--- Begin ---

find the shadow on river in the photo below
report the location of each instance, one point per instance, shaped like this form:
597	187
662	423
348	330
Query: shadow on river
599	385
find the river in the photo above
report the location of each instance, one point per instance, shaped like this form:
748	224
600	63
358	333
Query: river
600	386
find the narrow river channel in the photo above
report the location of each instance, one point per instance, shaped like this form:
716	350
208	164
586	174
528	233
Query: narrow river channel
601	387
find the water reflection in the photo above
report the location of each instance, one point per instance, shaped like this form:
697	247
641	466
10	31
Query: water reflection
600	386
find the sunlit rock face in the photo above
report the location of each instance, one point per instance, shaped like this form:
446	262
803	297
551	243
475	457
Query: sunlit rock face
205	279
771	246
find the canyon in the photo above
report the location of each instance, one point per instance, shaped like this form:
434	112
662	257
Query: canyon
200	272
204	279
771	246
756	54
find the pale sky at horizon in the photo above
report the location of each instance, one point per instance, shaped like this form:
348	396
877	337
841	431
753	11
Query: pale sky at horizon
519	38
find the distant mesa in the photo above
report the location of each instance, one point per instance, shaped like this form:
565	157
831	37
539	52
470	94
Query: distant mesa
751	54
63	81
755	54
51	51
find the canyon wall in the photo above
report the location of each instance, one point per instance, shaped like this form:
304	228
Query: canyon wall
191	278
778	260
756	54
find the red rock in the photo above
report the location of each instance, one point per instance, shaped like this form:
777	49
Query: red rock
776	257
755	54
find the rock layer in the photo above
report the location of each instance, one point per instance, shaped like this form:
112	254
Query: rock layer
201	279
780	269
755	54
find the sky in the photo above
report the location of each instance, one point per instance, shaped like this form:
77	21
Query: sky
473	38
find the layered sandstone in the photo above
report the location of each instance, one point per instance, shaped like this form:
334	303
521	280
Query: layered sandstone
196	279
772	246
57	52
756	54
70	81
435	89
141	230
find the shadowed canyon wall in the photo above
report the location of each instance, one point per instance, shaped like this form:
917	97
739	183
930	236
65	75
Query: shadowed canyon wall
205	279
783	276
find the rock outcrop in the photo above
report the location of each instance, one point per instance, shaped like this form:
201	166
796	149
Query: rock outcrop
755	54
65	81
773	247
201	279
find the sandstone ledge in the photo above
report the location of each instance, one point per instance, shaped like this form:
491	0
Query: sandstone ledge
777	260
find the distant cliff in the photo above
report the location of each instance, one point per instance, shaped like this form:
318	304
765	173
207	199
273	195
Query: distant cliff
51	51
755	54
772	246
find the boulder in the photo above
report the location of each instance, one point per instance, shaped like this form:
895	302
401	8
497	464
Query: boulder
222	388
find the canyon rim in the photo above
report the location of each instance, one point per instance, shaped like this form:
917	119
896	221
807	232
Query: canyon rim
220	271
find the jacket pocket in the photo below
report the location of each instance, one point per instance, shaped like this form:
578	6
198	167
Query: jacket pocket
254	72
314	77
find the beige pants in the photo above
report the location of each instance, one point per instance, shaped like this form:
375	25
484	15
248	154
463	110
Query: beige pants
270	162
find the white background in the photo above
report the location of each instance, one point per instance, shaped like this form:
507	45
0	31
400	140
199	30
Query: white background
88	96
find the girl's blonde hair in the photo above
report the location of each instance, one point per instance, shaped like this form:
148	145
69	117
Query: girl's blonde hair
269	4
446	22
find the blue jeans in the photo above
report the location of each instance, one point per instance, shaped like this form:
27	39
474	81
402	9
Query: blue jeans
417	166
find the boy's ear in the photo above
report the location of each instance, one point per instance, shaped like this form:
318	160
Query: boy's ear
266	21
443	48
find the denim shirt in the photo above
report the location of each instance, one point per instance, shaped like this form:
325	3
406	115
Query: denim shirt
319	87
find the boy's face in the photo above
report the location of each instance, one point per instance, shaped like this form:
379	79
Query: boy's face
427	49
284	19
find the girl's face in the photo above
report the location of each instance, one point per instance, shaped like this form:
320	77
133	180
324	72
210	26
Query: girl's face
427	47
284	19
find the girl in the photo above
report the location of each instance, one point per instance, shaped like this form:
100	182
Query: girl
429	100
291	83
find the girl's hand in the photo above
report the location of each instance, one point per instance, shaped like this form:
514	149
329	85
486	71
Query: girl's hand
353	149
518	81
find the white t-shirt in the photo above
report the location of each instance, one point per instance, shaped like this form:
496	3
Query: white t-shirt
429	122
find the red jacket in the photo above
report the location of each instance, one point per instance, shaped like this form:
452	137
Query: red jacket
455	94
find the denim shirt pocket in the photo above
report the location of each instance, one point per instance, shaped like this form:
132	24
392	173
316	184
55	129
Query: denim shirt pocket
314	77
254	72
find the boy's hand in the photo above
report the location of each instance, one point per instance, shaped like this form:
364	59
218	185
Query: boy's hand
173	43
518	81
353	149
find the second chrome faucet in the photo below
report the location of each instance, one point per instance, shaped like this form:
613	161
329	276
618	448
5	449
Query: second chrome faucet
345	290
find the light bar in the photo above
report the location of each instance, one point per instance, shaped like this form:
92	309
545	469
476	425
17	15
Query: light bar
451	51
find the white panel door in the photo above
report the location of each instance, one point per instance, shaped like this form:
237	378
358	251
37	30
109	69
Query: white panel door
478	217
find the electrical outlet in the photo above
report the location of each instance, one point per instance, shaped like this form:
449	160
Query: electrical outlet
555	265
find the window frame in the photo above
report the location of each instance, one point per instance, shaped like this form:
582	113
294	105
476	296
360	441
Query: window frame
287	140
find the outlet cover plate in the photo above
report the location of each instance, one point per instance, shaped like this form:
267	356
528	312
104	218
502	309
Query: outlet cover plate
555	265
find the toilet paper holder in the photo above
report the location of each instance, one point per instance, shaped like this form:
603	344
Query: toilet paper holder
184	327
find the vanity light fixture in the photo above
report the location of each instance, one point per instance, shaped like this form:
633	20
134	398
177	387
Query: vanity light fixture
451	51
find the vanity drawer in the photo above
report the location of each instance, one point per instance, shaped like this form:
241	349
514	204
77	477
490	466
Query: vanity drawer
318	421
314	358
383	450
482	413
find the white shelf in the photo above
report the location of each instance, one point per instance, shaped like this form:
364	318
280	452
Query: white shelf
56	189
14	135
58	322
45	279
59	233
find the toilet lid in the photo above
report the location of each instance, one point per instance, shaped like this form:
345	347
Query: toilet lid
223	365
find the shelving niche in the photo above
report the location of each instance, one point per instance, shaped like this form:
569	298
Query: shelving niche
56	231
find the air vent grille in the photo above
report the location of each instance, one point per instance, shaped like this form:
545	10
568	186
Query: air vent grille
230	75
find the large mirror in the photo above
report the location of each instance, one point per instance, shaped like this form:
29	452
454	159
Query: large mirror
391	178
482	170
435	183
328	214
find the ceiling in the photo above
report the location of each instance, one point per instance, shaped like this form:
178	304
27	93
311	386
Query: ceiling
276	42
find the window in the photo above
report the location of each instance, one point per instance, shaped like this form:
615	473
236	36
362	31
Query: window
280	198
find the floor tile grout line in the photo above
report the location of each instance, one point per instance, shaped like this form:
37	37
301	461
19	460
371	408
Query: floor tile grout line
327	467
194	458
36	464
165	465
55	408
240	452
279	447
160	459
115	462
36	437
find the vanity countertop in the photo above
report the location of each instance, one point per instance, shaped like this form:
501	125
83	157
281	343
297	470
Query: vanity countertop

--- End ---

* To do
Reproduce the material in full, with no word added or dropped.

* Result for this task
find the shadow on river in the photo below
report the location of each instance, one point per instance, shaped like this form:
597	187
662	423
348	330
Query: shadow on river
599	385
find the river in the photo above
report the location of each instance, one point per instance, shaped like this form:
748	224
600	63
358	333
Query: river
600	386
find the narrow river channel in the photo above
report the location of each instance, one point per instance, shaped like this form:
716	350
208	164
586	174
528	233
Query: narrow river channel
601	387
find the water reflection in the photo above
report the location of each instance, one point per instance, shaped like this form:
697	247
641	466
10	31
Query: water reflection
600	386
find the sunlit rock face in the photo above
report the location of each instance, one point per instance, shaped like this form:
446	262
803	297
551	243
475	457
Query: sunlit rock face
205	279
771	246
find the canyon in the photo above
report the location of each instance, one point per instance, shaped like this form:
434	112
662	257
Query: canyon
200	272
204	279
771	246
756	54
find the pale sky at horizon in the photo above
report the location of each instance, one point per instance, shaped like this form:
348	396
877	337
841	431
753	11
Query: pale sky at horizon
519	38
find the distant mesa in the photo above
report the location of each instance, one point per instance, shaped like this form:
565	157
831	37
539	52
470	94
Query: distant mesa
751	54
63	81
755	54
51	51
find the canyon wall in the photo above
report the location of each instance, one point per instance, shaped like this form:
304	228
Query: canyon wall
191	278
778	260
756	54
find the red rock in the photo above
report the location of each instance, one point per instance, shaped like this form:
777	49
Query: red rock
776	257
755	54
find the rock layer in the photo above
report the location of each instance, one point per instance, shaped like this form:
112	254
Query: rock layer
201	279
780	269
755	54
find the sky in the photo above
report the location of each instance, one point per instance, shaped like this form:
77	21
Query: sky
473	38
find the layered sandstone in the photo above
report the location of each instance, one point per instance, shaped like this form:
334	303
521	280
Query: layered sandstone
196	279
772	246
57	52
756	54
70	81
435	89
141	230
find the shadowed canyon wall in the photo above
report the location of each instance, one point per instance, shaped like this form:
917	97
739	183
930	236
65	75
Query: shadowed canyon wall
205	279
783	276
find the rock outcrop in the photo above
report the location of each instance, one point per instance, shaped like this form:
201	166
796	149
Query: rock outcrop
755	54
65	81
773	247
201	279
find the sandstone ledge in the photo above
report the location of each instance, one point per instance, shaped like this form:
491	0
Query: sandstone ledge
777	260
find the distant cliff in the photo above
report the location of each instance, one point per instance, shaped like this form:
318	304
765	173
207	199
273	195
Query: distant cliff
51	51
755	54
772	246
find the boulder in the photo above
report the location of each instance, one point per instance, shaped like this form:
895	302
401	8
497	464
Query: boulder
222	388
find the canyon rim in the photo above
report the location of each instance, one point per instance, shaped like this form:
917	119
896	221
807	232
Query: canyon rim
220	271
find the jacket pocket in the photo below
report the location of each instance, one point per instance, shaped like this form:
578	6
198	167
Query: jacket pocket
254	72
314	77
find the beige pants in the photo above
report the location of each instance, one point per instance, shaped like this form:
375	25
484	15
248	154
463	110
Query: beige pants
270	162
find the white background in the photo above
report the location of each instance, one point per instance, shaped like this form:
507	45
0	31
400	140
199	30
Query: white background
88	96
find the girl's blonde hair in the photo above
report the location of each instance, one point per instance, shaped like this form:
148	145
69	117
Query: girl's blonde hair
269	4
446	22
find the blue jeans in the photo above
report the location of each instance, one point per instance, shaped like this form:
27	39
474	81
402	9
Query: blue jeans
417	166
find the boy's ear in the photo above
report the location of each instance, one point per instance, shaped like this form:
318	160
Query: boy's ear
266	21
443	48
find the denim shirt in the photo above
report the location of each instance, one point per instance, shaped like this form:
325	3
406	115
Query: denim shirt
319	87
find the boy's face in the photo above
report the location of each instance, one point per instance, shaped like this form:
379	79
Query: boy's face
427	49
284	19
find the girl's face in the photo above
report the location of each instance, one point per instance, shaped like this form:
320	77
133	180
324	72
210	26
Query: girl's face
427	47
284	19
find the girl in the photo above
report the location of each instance, one point per instance, shaped like this form:
100	182
Query: girl
429	100
291	83
find the girl's hand in the photo above
report the location of each instance, one point per instance, shaped like this form:
514	149
329	85
486	71
Query: girl's hand
353	149
518	81
find the white t-shirt in the photo above
report the location of each instance, one point per instance, shaped like this form:
496	3
Query: white t-shirt
429	122
find the red jacket in the photo above
report the location of each instance, one point per instance, shaped like this form:
452	137
Query: red jacket
455	94
find the denim shirt pocket in the photo above
report the location of each instance, one point per instance, shaped like this form:
132	24
392	173
316	184
55	129
Query: denim shirt pocket
314	77
254	72
find the boy's hand in the photo above
report the location of each instance, one point per instance, shaped like this form:
364	59
218	185
Query: boy's hand
173	43
518	81
353	149
find the second chrome faucet in the photo below
report the location of each instance, one point per instance, shaped like this form:
613	161
329	276
618	448
5	449
Query: second chrome faucet
345	290
find the light bar in the photo above
report the location of each instance, one point per instance, shaped like this form:
92	309
545	469
476	425
17	15
Query: light bar
451	51
find the white panel door in the photo above
report the location of each instance, one point per instance, shaped like this form:
237	378
358	251
37	30
109	69
Query: white panel door
478	217
find the electrical outlet in the photo above
report the location of each instance, one point per instance, shaped like this form:
449	160
Query: electrical outlet
555	265
find the window frame in the photo above
report the location of each instance, one point per instance, shaped like this form:
582	113
294	105
476	296
360	441
Query: window frame
287	140
find the outlet cover plate in the photo above
report the location of each instance, one point per instance, shaped like this form:
267	356
528	312
104	218
502	309
Query: outlet cover plate
555	265
find the toilet paper holder in the photo above
report the location of each instance, one point per instance, shaped like this form:
603	344
Query: toilet paper holder
184	327
find the vanity light fixture in the photo above
report the location of each instance, one point per instance, shaped like this form:
633	20
134	398
177	387
Query: vanity light fixture
451	51
find the vanity drawer in the photo above
report the location of each instance, one point per instance, shaped like this form:
241	349
514	204
77	477
490	466
Query: vanity drawer
318	421
314	358
383	450
482	413
find the white shelf in the photo above
report the location of each instance, one point per instance, shaped like this form:
364	318
280	452
Query: white shelf
56	189
14	135
58	322
45	279
59	233
find the toilet lid in the photo above
report the location of each instance, one point per instance, shaped like this form:
345	347
Query: toilet lid
223	365
find the shelving niche in the photo above
report the location of each instance, one point per instance, shaped like this form:
569	298
Query: shelving niche
56	231
find the air vent grille in the photo above
report the location of each instance, one point per instance, shaped like this form:
545	10
568	186
Query: air vent grille
230	75
find the large mirror in the photo above
report the location of each instance, one point per instance, shaped like this form:
29	452
454	159
Query: large mirror
391	178
482	170
435	183
328	214
find the ceiling in the photo above
report the location of each instance, one point per instance, shaped like this form:
178	304
27	93
311	386
Query: ceiling
276	42
find the window in the photo above
report the location of each instance, one point per instance, shaped like this form:
615	473
236	36
362	31
Query: window
280	198
find the floor tile grout line in the photo above
report the location of each instance, one point per instance, shaped like this form:
37	37
301	461
19	460
371	408
Query: floor tile grout line
327	467
194	458
36	464
165	465
55	408
240	452
279	447
160	459
115	462
36	437
find the vanity countertop in the photo above
report the location of each instance, one point per instance, shaped like this form:
501	125
83	157
281	343
297	470
Query: vanity countertop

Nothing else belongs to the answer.